Extract the final stretch of the data: the line that contains "the car headlight" and every line after it, unaltered, and no other lines.
------ WORKING DATA ------
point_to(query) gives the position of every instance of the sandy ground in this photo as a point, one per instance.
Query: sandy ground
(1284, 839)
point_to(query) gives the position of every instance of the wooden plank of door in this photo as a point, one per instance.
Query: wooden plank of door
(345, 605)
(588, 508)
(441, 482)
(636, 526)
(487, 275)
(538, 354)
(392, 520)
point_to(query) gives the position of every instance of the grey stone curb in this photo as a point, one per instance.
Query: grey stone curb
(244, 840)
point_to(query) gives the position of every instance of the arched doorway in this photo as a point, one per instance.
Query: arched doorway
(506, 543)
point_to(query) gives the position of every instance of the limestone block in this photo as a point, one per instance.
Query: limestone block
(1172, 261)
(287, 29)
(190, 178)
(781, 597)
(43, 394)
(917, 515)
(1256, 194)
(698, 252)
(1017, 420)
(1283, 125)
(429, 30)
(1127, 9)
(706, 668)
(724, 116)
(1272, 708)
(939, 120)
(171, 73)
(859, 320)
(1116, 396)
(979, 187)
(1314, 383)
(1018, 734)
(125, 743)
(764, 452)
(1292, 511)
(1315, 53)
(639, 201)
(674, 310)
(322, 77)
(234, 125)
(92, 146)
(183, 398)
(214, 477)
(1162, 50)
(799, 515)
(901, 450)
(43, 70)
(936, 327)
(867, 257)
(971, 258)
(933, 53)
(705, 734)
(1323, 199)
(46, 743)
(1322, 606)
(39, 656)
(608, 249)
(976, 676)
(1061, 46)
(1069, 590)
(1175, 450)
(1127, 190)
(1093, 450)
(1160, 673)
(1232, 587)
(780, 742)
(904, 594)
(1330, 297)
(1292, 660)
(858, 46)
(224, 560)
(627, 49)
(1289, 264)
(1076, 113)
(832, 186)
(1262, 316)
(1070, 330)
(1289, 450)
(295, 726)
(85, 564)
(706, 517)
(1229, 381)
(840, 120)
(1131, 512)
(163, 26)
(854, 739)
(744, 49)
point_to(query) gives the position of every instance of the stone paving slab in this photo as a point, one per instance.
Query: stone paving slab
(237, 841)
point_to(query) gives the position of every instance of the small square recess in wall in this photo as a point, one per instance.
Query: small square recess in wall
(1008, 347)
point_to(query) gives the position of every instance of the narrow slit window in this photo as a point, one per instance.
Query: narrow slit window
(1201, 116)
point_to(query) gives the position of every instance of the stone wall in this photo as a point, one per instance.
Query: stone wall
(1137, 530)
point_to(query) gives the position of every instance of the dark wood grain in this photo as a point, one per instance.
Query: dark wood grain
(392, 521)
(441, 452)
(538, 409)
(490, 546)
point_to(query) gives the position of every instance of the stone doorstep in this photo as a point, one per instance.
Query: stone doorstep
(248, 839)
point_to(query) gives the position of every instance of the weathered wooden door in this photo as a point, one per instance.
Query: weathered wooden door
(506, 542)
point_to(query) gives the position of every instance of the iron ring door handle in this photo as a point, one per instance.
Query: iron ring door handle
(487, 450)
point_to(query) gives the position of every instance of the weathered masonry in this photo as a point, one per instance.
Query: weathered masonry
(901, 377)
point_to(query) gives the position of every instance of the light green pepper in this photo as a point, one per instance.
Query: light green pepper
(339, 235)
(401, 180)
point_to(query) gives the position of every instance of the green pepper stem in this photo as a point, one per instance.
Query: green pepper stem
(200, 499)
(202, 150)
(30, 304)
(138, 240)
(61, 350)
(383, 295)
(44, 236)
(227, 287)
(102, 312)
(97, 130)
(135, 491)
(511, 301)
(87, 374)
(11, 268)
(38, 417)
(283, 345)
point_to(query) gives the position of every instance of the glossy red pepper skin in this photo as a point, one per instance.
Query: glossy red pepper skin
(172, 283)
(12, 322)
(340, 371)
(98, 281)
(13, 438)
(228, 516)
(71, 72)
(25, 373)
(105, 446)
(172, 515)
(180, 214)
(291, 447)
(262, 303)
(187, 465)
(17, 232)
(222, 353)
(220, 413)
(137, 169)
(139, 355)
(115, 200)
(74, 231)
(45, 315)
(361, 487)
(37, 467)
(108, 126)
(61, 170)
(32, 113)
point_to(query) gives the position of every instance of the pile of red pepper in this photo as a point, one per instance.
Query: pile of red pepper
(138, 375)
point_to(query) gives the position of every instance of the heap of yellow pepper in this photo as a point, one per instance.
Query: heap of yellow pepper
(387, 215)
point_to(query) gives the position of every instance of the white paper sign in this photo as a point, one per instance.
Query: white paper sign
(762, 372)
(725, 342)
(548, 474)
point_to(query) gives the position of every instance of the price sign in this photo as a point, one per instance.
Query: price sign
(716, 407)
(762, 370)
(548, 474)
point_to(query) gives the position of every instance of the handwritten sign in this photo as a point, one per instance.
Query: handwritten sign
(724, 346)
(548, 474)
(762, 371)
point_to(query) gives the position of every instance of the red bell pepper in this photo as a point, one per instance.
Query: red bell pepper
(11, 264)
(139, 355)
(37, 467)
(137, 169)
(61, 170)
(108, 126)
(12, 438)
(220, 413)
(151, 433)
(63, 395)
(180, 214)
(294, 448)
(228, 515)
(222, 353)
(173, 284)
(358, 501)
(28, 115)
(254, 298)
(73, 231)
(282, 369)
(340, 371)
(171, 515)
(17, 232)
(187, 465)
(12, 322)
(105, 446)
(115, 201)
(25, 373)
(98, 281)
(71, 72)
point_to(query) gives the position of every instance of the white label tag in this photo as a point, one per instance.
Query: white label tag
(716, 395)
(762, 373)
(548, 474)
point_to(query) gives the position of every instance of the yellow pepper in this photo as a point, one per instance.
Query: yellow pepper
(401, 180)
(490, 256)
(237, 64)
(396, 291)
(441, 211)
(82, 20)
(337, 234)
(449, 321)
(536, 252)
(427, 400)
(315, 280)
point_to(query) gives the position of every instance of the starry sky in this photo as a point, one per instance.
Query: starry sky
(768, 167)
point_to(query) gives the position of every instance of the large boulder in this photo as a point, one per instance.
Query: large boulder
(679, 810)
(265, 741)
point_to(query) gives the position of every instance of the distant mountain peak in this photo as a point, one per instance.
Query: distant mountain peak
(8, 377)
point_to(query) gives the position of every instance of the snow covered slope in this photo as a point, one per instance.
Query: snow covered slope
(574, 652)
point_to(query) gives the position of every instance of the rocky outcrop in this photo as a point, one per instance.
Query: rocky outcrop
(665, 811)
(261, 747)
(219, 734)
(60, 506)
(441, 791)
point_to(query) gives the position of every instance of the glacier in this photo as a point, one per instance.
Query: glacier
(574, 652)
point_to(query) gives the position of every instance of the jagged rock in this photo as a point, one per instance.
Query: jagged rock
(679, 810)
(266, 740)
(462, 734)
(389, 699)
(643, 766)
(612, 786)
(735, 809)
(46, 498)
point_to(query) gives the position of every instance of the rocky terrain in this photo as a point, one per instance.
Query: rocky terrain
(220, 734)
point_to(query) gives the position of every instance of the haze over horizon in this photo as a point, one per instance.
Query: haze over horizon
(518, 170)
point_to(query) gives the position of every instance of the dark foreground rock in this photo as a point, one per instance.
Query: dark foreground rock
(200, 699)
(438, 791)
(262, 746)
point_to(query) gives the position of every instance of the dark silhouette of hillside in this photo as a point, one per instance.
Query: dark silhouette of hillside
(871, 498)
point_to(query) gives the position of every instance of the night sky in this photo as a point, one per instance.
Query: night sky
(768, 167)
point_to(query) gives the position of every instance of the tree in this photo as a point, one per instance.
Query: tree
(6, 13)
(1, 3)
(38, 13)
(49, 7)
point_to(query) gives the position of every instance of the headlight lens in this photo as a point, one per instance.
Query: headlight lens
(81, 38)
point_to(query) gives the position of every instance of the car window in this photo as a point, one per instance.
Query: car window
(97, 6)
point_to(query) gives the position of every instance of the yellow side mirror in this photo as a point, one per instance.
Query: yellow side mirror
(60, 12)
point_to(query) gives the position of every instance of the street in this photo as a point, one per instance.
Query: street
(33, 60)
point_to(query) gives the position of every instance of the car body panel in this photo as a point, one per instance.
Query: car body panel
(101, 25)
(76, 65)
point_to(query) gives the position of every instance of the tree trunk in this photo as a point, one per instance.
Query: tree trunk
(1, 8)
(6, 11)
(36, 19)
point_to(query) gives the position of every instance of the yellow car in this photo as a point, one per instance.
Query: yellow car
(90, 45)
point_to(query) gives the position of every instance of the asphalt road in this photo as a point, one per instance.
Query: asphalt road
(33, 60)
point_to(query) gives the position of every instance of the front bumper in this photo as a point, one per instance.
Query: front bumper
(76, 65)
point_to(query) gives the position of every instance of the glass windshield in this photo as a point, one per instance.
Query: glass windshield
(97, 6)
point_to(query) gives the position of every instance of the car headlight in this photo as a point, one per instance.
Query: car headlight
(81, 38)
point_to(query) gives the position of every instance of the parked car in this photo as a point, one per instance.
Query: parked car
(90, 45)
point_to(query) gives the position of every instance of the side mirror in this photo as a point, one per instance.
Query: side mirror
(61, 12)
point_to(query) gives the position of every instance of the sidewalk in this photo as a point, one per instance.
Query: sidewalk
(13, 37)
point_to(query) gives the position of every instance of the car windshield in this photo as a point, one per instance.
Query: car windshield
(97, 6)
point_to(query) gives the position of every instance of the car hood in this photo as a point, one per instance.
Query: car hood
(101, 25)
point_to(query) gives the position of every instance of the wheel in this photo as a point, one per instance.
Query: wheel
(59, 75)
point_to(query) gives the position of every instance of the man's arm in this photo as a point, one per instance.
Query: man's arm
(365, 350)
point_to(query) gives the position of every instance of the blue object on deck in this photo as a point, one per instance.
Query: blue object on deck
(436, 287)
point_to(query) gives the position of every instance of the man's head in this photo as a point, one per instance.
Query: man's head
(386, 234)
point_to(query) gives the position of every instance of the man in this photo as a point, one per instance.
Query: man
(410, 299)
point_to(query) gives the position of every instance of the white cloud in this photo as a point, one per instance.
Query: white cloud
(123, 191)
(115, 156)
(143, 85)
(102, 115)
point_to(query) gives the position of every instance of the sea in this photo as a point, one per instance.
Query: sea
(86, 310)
------
__SOLUTION FOR THIS PROBLEM__
point_to(query) gives the position of every instance of the car headlight in this photo as a point, one per instance.
Query: car headlight
(81, 38)
point_to(query) gives the position of every instance of the parked car in this photo as a point, one per instance.
Query: parked car
(90, 45)
point_to(query) gives the position of every instance of the side mirror in this photo as a point, one per instance.
Query: side mirror
(61, 12)
point_to(query) gives the position of every instance of the sidewalk in this photo as a point, one per instance.
Query: sidewalk
(13, 37)
point_to(query) gives the position of every instance of the car windshield in this photo as a point, one per instance.
Query: car windshield
(97, 6)
point_to(query) gives the position of every instance of the car hood in this photo as a point, one per instance.
Query: car hood
(101, 25)
point_to(query) gives the position of every instance of the wheel in this photo as a point, one per instance.
Query: wheel
(59, 75)
point_to(query) gives the position of every instance of the man's arm in this photo as a point, one per instance.
Query: man's arm
(365, 350)
point_to(query) gives the position of every instance of the blue object on deck in this photo as a point, one per instance.
Query: blue object on deck
(436, 287)
point_to(query) gives the position of every instance of the man's head in this photo as a point, one per instance.
Query: man's head
(386, 234)
point_to(query) gives the position of every instance of the man in this photo as a point, one per instance.
Query: man
(410, 299)
point_to(query) gives the position of every instance of the white cloud in this photo as a point, one per instance.
Query: white cloud
(123, 191)
(115, 156)
(143, 85)
(102, 115)
point_to(query) gives the position of every instance of the sea in this photo as a point, one per instance.
Query: sea
(86, 310)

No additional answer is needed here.